#### Teks yang Diberikan:

___

Aku ingin sesuatu yang lebih personal, gimana supaya lebih seperti itu
aku mikir kalo pake bungkus kain itu kayaknya feelingnya lebih warm aja
dibanding dengan misalnya bungkus plastik, plus di dalamnya ada
notebook. Nah, notebook itu, kenapa dikasih halaman kosong, karena kita
pengen jadi bagian dari isi otak kepala orang yang beli
album kita. Mereka bisa catet hal apapun itu. Dengan begitu kita udah
jadi bagian dari hidup mereka, dari pikiran mereka. Jadi kayak let’s
make a connection between us and the listeners dengan memberikan sesuatu
yang bisa mereka gunakan untuk mengeluarkan isi otak mereka. Tadinya
kepikiran apa ya untuk ngasih sesuatu yang affordable gitu, mungkin lucu
juga kalo kasih mereka suatu media recording yang bisa mereka kirim
balik ke kita, what you think about us. Cuma kayaknya itu mahal banget
ya hahahaha..”
Konsep album ini seperti apa?

___

#### Perintah Tugas 1:
Dalam teks tentang kemasan album di atas, mengapa notebook di dalam kemasan diberi halaman kosong? Jelaskan dalam satu sampai tiga kalimat.
#### Perintah Tugas 2:
Ulangi kata demi kata bagian teks tentang kemasan album di atas, mulai dari kata-kata yang memuat "Aku ingin sesuatu"; berhenti setelah "ini seperti apa?".
Baris data yang menyusul diambil dari sumber lain, bukan dari teks di atas.

___

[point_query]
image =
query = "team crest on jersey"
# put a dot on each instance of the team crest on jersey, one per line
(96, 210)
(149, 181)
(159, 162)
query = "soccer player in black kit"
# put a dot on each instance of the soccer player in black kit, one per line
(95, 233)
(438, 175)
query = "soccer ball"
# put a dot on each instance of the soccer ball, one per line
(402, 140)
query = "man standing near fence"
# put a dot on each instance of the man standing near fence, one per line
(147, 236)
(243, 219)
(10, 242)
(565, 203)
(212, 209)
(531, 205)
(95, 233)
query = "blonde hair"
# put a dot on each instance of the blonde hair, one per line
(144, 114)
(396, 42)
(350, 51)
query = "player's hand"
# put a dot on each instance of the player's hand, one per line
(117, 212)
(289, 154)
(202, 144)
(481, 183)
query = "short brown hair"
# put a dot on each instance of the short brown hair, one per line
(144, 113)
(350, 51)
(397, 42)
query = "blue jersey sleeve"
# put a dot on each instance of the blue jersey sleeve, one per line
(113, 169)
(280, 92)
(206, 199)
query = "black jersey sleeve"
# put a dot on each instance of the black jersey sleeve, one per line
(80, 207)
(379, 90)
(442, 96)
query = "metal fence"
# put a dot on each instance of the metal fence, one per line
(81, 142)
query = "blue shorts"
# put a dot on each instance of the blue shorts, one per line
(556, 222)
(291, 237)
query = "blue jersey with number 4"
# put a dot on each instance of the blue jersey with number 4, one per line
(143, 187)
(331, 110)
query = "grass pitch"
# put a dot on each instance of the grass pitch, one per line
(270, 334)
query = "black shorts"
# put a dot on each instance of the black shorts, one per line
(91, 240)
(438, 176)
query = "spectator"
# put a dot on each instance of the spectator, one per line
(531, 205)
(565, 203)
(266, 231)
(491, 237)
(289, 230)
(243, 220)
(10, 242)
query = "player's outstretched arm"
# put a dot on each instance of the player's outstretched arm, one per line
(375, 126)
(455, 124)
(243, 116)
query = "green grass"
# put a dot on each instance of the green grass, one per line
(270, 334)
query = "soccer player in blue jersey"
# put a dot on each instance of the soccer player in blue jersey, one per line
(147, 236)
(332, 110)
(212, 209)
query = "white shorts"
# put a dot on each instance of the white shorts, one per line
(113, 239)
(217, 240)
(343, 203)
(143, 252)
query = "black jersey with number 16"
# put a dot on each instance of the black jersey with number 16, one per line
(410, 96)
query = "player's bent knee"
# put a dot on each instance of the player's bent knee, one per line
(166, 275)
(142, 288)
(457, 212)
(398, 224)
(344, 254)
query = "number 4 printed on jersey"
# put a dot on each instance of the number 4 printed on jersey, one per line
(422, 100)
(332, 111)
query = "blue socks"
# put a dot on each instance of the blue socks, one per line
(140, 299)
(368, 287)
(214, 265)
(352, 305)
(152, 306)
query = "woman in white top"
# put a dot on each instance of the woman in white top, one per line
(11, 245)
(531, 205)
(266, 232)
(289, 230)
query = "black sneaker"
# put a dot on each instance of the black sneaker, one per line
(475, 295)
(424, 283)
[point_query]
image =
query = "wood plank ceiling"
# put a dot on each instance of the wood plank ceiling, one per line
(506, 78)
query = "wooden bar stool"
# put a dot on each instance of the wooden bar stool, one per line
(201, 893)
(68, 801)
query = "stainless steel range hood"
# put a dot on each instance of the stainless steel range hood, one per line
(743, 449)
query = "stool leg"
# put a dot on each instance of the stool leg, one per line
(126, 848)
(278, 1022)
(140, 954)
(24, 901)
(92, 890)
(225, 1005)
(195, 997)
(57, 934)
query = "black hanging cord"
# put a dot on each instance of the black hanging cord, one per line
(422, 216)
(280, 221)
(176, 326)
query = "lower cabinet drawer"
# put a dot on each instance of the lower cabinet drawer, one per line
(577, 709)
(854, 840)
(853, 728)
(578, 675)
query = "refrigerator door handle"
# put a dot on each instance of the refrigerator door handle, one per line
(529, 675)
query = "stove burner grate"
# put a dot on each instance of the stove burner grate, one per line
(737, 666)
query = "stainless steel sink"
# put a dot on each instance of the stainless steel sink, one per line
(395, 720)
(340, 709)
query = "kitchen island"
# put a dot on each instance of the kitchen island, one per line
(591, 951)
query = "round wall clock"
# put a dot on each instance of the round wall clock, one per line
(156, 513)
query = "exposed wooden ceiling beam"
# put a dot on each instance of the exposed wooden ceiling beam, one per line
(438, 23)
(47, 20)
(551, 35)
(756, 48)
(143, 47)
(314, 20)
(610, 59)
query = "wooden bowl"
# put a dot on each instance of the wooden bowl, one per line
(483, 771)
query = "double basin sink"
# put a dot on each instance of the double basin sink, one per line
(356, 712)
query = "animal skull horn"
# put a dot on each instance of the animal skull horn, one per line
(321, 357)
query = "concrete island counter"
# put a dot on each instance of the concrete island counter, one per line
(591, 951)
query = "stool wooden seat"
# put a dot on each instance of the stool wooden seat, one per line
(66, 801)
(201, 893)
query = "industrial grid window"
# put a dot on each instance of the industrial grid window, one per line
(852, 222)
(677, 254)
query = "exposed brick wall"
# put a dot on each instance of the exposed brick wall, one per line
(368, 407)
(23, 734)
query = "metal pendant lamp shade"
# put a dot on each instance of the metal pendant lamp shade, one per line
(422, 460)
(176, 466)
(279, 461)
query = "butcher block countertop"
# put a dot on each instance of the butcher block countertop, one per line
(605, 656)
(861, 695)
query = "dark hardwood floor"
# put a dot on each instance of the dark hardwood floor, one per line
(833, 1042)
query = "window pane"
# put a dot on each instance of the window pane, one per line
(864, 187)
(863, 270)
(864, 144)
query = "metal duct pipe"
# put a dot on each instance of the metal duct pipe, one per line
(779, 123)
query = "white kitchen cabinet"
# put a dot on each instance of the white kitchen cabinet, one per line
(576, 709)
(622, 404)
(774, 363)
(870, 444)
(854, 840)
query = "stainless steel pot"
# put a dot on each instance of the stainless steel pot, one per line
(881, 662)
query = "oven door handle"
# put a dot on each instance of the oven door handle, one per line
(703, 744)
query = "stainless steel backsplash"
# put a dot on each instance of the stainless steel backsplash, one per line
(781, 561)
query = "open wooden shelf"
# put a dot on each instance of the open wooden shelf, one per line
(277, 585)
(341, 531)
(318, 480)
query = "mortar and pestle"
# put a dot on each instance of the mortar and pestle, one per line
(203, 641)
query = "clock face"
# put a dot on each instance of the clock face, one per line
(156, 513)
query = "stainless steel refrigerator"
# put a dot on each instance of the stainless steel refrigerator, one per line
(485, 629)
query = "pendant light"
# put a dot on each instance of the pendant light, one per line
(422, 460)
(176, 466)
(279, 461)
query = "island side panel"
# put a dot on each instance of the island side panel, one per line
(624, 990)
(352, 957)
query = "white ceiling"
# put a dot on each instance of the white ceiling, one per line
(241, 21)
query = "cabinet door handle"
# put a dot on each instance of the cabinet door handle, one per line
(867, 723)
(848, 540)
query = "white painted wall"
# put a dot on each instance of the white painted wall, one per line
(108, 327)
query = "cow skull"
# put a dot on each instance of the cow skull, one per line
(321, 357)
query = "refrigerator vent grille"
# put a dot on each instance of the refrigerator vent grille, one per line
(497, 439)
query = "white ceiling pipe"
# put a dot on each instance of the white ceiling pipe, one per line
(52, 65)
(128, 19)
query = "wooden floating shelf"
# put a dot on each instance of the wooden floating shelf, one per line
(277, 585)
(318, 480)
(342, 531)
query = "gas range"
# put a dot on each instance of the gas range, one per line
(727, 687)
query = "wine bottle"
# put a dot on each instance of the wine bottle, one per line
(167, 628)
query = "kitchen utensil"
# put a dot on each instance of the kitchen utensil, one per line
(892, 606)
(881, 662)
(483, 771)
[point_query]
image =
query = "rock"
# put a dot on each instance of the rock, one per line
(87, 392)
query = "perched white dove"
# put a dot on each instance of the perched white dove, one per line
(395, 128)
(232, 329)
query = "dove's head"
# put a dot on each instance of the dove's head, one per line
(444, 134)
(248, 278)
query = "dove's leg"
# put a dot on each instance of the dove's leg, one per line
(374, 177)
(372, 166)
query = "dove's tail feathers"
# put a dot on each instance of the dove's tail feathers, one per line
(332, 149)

___

#### Penyelesaian Tugas 1:
Halaman kosong itu diberikan karena pembuat album ingin menjadi bagian dari isi kepala orang yang membeli album mereka, sebab pembeli bisa mencatat hal apa pun di sana. Dengan begitu, mereka menjadi bagian dari hidup dan pikiran pendengar. Mereka pun membangun koneksi dengan pendengar lewat sesuatu yang bisa dipakai untuk mengeluarkan isi otak.

#### Penyelesaian Tugas 2:
Aku ingin sesuatu yang lebih personal, gimana supaya lebih seperti itu
aku mikir kalo pake bungkus kain itu kayaknya feelingnya lebih warm aja
dibanding dengan misalnya bungkus plastik, plus di dalamnya ada
notebook. Nah, notebook itu, kenapa dikasih halaman kosong, karena kita
pengen jadi bagian dari isi otak kepala orang yang beli
album kita. Mereka bisa catet hal apapun itu. Dengan begitu kita udah
jadi bagian dari hidup mereka, dari pikiran mereka. Jadi kayak let’s
make a connection between us and the listeners dengan memberikan sesuatu
yang bisa mereka gunakan untuk mengeluarkan isi otak mereka. Tadinya
kepikiran apa ya untuk ngasih sesuatu yang affordable gitu, mungkin lucu
juga kalo kasih mereka suatu media recording yang bisa mereka kirim
balik ke kita, what you think about us. Cuma kayaknya itu mahal banget
ya hahahaha..”
Konsep album ini seperti apa?